■ Task brief
Copy every one of the records below word for word, keeping each line unchanged and in the same order.

═════ Records to use ═════

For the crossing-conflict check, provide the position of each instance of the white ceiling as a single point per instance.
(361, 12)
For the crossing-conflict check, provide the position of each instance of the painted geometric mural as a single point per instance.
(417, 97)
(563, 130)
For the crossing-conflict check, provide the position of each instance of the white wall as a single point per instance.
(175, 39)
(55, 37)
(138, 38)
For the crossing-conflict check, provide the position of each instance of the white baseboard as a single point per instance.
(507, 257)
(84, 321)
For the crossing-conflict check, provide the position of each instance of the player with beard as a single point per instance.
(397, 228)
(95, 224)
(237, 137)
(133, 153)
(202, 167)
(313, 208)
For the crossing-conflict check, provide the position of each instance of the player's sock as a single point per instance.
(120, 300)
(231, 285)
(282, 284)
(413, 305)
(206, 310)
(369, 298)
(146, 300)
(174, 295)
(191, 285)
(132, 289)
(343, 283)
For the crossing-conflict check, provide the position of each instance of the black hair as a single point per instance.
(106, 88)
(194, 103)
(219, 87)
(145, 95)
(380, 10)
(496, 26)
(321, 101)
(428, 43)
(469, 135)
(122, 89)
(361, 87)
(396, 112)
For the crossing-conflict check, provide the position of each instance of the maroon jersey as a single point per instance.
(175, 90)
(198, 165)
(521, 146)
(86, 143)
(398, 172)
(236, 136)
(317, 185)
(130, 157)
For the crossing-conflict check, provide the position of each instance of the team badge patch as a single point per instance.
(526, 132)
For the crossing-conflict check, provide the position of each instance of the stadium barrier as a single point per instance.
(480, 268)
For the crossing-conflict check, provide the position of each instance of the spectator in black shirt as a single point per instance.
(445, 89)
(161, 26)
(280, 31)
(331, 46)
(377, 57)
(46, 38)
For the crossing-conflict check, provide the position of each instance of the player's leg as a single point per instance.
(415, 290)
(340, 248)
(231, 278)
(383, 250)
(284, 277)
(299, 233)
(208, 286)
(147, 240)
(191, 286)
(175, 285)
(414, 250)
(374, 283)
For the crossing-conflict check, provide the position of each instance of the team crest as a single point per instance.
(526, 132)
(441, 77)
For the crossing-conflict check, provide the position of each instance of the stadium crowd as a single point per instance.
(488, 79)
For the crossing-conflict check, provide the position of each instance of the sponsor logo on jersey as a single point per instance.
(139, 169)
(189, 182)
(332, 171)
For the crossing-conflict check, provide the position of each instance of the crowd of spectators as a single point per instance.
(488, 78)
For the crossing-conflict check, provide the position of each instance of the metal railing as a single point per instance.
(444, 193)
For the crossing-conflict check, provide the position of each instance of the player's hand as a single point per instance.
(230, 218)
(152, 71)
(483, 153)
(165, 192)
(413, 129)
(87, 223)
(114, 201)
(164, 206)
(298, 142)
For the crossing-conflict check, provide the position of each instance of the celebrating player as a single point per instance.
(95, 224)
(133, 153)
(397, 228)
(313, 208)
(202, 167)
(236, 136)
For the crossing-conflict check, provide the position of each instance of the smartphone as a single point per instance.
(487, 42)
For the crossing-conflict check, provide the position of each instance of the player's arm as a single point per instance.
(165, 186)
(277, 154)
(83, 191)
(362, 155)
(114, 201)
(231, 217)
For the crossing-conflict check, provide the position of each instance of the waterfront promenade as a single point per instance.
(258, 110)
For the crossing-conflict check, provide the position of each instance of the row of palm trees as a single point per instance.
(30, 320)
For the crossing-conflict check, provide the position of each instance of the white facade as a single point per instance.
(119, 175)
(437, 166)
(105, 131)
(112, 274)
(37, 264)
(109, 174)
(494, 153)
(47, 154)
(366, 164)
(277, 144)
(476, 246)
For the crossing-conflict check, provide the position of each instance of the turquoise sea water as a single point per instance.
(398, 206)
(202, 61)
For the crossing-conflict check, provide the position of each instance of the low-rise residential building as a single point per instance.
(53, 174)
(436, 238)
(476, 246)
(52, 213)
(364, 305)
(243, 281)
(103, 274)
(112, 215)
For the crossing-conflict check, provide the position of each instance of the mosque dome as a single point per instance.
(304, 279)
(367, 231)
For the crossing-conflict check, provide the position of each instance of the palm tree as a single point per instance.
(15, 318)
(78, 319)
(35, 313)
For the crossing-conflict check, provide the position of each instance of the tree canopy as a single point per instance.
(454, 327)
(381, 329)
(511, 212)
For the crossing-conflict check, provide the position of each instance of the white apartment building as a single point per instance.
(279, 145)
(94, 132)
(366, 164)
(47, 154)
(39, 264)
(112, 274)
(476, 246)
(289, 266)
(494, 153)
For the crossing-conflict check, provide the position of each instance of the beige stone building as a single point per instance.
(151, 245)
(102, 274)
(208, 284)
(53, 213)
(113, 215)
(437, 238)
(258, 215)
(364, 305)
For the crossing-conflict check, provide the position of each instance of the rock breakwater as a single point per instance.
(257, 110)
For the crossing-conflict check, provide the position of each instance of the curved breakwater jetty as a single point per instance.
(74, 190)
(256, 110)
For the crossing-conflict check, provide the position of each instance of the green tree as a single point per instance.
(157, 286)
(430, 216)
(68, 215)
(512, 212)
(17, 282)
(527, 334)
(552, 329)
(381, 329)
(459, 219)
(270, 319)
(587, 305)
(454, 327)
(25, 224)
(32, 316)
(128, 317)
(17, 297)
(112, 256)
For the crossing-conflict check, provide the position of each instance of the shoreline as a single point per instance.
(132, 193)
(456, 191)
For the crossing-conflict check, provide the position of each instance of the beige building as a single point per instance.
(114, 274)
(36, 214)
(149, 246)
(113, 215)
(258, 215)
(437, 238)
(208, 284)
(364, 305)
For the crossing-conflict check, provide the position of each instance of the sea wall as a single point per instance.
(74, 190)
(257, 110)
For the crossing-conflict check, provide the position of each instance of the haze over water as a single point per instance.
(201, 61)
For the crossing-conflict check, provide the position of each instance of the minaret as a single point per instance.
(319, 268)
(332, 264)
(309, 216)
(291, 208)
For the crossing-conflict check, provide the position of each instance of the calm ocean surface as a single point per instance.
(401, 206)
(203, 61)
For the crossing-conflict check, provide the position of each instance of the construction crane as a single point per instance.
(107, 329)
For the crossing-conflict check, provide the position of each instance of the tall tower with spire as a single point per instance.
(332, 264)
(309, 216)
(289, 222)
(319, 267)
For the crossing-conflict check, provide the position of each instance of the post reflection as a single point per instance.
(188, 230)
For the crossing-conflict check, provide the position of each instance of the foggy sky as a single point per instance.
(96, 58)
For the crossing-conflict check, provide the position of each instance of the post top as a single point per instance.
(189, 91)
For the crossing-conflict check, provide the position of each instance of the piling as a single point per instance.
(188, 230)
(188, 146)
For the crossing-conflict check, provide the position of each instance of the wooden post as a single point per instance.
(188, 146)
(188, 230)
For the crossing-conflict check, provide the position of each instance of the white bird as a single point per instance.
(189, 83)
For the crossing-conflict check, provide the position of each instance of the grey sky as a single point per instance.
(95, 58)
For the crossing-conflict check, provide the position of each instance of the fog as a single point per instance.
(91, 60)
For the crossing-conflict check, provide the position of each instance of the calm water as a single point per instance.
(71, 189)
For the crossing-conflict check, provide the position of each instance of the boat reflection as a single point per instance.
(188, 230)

═════

■ Written response
For the crossing-conflict check, provide the position of each instance of the white ceiling as a single point per instance.
(361, 12)
For the crossing-conflict check, provide the position of each instance of the painted geometric mural as a single point per instance.
(417, 97)
(563, 130)
For the crossing-conflict check, provide the position of each instance of the white wall as a single point per instance.
(175, 39)
(55, 37)
(138, 38)
For the crossing-conflict check, provide the position of each instance of the white baseboard as a single point per instance.
(507, 257)
(84, 321)
For the crossing-conflict check, provide the position of each instance of the player with beard as a single point per instance.
(397, 228)
(95, 224)
(237, 137)
(133, 153)
(202, 167)
(313, 208)
For the crossing-conflict check, provide the position of each instance of the player's sock as a single point per instance.
(120, 300)
(231, 285)
(282, 284)
(413, 305)
(206, 310)
(369, 298)
(146, 300)
(174, 295)
(191, 285)
(132, 289)
(343, 283)
For the crossing-conflict check, provide the position of each instance of the black hair as a single point per instance.
(106, 88)
(194, 103)
(219, 87)
(145, 95)
(380, 10)
(496, 26)
(321, 101)
(428, 43)
(469, 135)
(122, 89)
(361, 87)
(396, 112)
For the crossing-conflict check, provide the position of each instance of the maroon jersey as a single point per instance.
(175, 90)
(198, 165)
(521, 146)
(86, 143)
(398, 172)
(236, 136)
(317, 185)
(130, 157)
For the crossing-conflict check, provide the position of each instance of the team badge patch as a single point per instance.
(526, 132)
For the crossing-conflict check, provide the position of each instance of the stadium barrier as a single point per instance.
(480, 268)
For the crossing-conflict check, provide the position of each instance of the spectator in black shirt as a single point per instance.
(445, 89)
(161, 26)
(280, 31)
(331, 46)
(377, 57)
(46, 38)
For the crossing-conflict check, provide the position of each instance of the player's leg as a single point per instance.
(415, 290)
(340, 248)
(231, 278)
(383, 250)
(284, 277)
(299, 233)
(208, 286)
(147, 240)
(191, 286)
(175, 285)
(414, 250)
(374, 283)
For the crossing-conflict check, provide the position of each instance of the team crest as a single point per instance.
(526, 132)
(441, 77)
For the crossing-conflict check, provide the position of each instance of the stadium crowd as a single point per instance.
(488, 79)
For the crossing-conflict check, provide the position of each instance of the sponsor logo on jersey as a single point per instance.
(139, 169)
(189, 182)
(332, 171)
For the crossing-conflict check, provide the position of each instance of the crowd of spectators as a single point per instance.
(488, 78)
For the crossing-conflict check, provide the position of each instance of the metal railing as a single point per instance.
(444, 193)
For the crossing-conflict check, provide the position of each instance of the player's hand as a single point per instance.
(230, 218)
(152, 71)
(483, 153)
(165, 192)
(413, 129)
(87, 223)
(114, 201)
(164, 206)
(298, 142)
For the crossing-conflict check, provide the position of each instance of the celebrating player as a single point per instance.
(95, 224)
(133, 153)
(397, 228)
(313, 208)
(202, 167)
(236, 136)
For the crossing-conflict check, provide the position of each instance of the smartphone as a single point per instance.
(487, 42)
For the crossing-conflict check, provide the position of each instance of the player's arm as a single point per instance.
(165, 186)
(277, 154)
(83, 191)
(362, 155)
(114, 201)
(231, 217)
For the crossing-conflict check, provide the position of each instance of the waterfront promenade as a single point per instance.
(258, 110)
For the crossing-conflict check, provide the position of each instance of the row of palm trees as a single point per instance.
(30, 320)
For the crossing-conflict check, provide the position of each instance of the white facade as a single point per instance.
(119, 175)
(437, 166)
(105, 131)
(112, 274)
(37, 264)
(109, 174)
(494, 153)
(47, 154)
(366, 164)
(277, 144)
(476, 246)
For the crossing-conflict check, provide the position of each instance of the turquoise sea water as a single point per instance.
(398, 206)
(202, 61)
For the crossing-conflict check, provide the position of each instance of the low-rise residential building as a single point per instance.
(53, 174)
(436, 238)
(476, 246)
(52, 213)
(364, 305)
(243, 281)
(103, 274)
(112, 215)
For the crossing-conflict check, provide the position of each instance of the mosque dome as a single point per instance.
(304, 279)
(367, 231)
For the crossing-conflict check, provide the position of each instance of the palm tree as a single point per instance.
(15, 318)
(78, 319)
(35, 313)
For the crossing-conflict check, provide the position of each instance of the tree canopy as a single point per instance.
(454, 327)
(381, 329)
(511, 212)
For the crossing-conflict check, provide the position of each instance of the white apartment building as a single point per instance.
(279, 145)
(94, 132)
(366, 164)
(47, 154)
(39, 264)
(112, 274)
(476, 246)
(289, 266)
(494, 153)
For the crossing-conflict check, provide the position of each instance of the beige stone building as a single point per instance.
(151, 245)
(102, 274)
(208, 284)
(53, 213)
(113, 215)
(437, 238)
(258, 215)
(364, 305)
For the crossing-conflict check, provide the position of each instance of the rock breakwater as a single point per instance.
(257, 110)
For the crossing-conflict check, provide the position of each instance of the curved breakwater jetty as a single point per instance.
(74, 190)
(256, 110)
For the crossing-conflict check, provide the position of each instance of the green tree as a single point per instance.
(157, 286)
(430, 216)
(68, 215)
(512, 212)
(17, 282)
(527, 334)
(552, 329)
(381, 329)
(459, 219)
(270, 319)
(587, 305)
(454, 327)
(25, 224)
(32, 316)
(128, 317)
(17, 297)
(112, 256)
For the crossing-conflict check, provide the position of each instance of the shoreline as a single point per instance.
(132, 193)
(456, 191)
For the crossing-conflict check, provide the position of each instance of the beige building as a single point per instance.
(114, 274)
(36, 214)
(149, 246)
(113, 215)
(258, 215)
(437, 238)
(208, 284)
(364, 305)
For the crossing-conflict check, provide the position of each instance of the sea wall as a single point per instance.
(74, 190)
(257, 110)
For the crossing-conflict check, provide the position of each instance of the haze over water as a single point per instance.
(201, 61)
For the crossing-conflict check, provide the position of each instance of the minaret as a single point per instance.
(319, 268)
(332, 264)
(309, 216)
(291, 208)
For the crossing-conflict check, provide the position of each instance of the calm ocean surface as a single point per instance.
(401, 206)
(203, 61)
For the crossing-conflict check, provide the position of each instance of the construction crane as a single point per instance.
(107, 329)
For the crossing-conflict check, provide the position of each instance of the tall tower with spire as a single point per instance.
(332, 264)
(309, 216)
(289, 222)
(319, 267)
For the crossing-conflict check, provide the position of each instance of the post reflection as a single point per instance.
(188, 230)
For the crossing-conflict check, provide the position of each instance of the foggy sky as a single point per instance.
(96, 58)
For the crossing-conflict check, provide the position of each instance of the post top as a single point per instance.
(189, 91)
For the crossing-conflict check, provide the position of each instance of the piling as a single point per instance.
(188, 230)
(188, 146)
For the crossing-conflict check, provide the position of each instance of the wooden post as a single point per instance.
(188, 146)
(188, 230)
For the crossing-conflict check, provide the position of each instance of the white bird as a single point per instance.
(189, 83)
For the crossing-conflict check, provide the position of each instance of the grey sky as a single point per instance.
(95, 58)
For the crossing-conflict check, provide the position of each instance of the fog as a single point per instance.
(91, 60)
For the crossing-conflict check, provide the position of each instance of the calm water as a single point per instance.
(71, 189)
For the crossing-conflict check, provide the position of each instance of the boat reflection as a single point per instance.
(188, 230)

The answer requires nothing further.